* **Directives**:
1) Reproduce the passage in the Hampton budget text from "These are figures" to "started coming in).", word for word.
2) Rewrite the records below with every "wildflower" replaced by "daisy", leaving everything else in them unchanged.

[begin Selection]

Year Budget Expenditures
1959 $44,500 $46,538
1960 $48,500 $54,818
1961 $63,634 $64,958
1962 $71,000 $69,086
1963 $89,869 $91,797
1964 $93,451 $108,958
1965 $113,600 ——-

Actual expenditures for 1965 may go $2000 above the amount budgeted, including $1000 which was the town’s share of a police training program in connection with the Hampton Beach Project.

Profile of Hampton

These are figures for a town whose population in 1960 was 6139, more than doubled from the 2847 level of 1950. With this growth have come the usual problems in the expansion of public facilities and of the schools, the latter especially critical in New Hampshire where the state contribution to local school budgets is only 8% (and was only 6% prior to 1964 when revenues from the New Hampshire sweepstakes started coming in).

The town’s net assessed valuation is $21,681,382, of which beach property represents $8,950,553. Assessments in Hampton are based on one-third of market value. The town’s estimated budget for 1965 was over $800,000, based on a tax rate of $70 per thousand. Some of the elements in the relationship between this fast-growing town and its troubled resort area might best be indicated in the following excerpts from the application for the grant for the Hampton Beach Project: >/p>

“Ten years ago the core of the beach area received some sixty cents back in services from the town for every dollar given in taxes. It is estimated for 1965 that for every dollar received from this area of the beach, the town will be spending $1.20. It is considered in Hampton that the major industry of the town is the beach … The business people and the older citizens of the community, especially, feel that they have been most generous with tax appropriations for education. They have tried very hard not to be resentful of this burden of the newcomer and have been generally rather positive in their feelings about youngsters within the community and in terms of establishing a good school system.

[end Selection]
[begin Data in this exercise]

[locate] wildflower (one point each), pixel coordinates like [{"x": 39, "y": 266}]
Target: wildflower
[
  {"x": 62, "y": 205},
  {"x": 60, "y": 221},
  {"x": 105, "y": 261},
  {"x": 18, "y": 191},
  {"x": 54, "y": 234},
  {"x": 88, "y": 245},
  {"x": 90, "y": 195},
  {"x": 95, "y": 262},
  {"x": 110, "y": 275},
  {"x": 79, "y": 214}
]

[end Data in this exercise]

* **Per-task outputs**:
1)
These are figures for a town whose population in 1960 was 6139, more than doubled from the 2847 level of 1950. With this growth have come the usual problems in the expansion of public facilities and of the schools, the latter especially critical in New Hampshire where the state contribution to local school budgets is only 8% (and was only 6% prior to 1964 when revenues from the New Hampshire sweepstakes started coming in).

2)
[locate] daisy (one point each), pixel coordinates like [{"x": 39, "y": 266}]
Target: daisy
[
  {"x": 62, "y": 205},
  {"x": 60, "y": 221},
  {"x": 105, "y": 261},
  {"x": 18, "y": 191},
  {"x": 54, "y": 234},
  {"x": 88, "y": 245},
  {"x": 90, "y": 195},
  {"x": 95, "y": 262},
  {"x": 110, "y": 275},
  {"x": 79, "y": 214}
]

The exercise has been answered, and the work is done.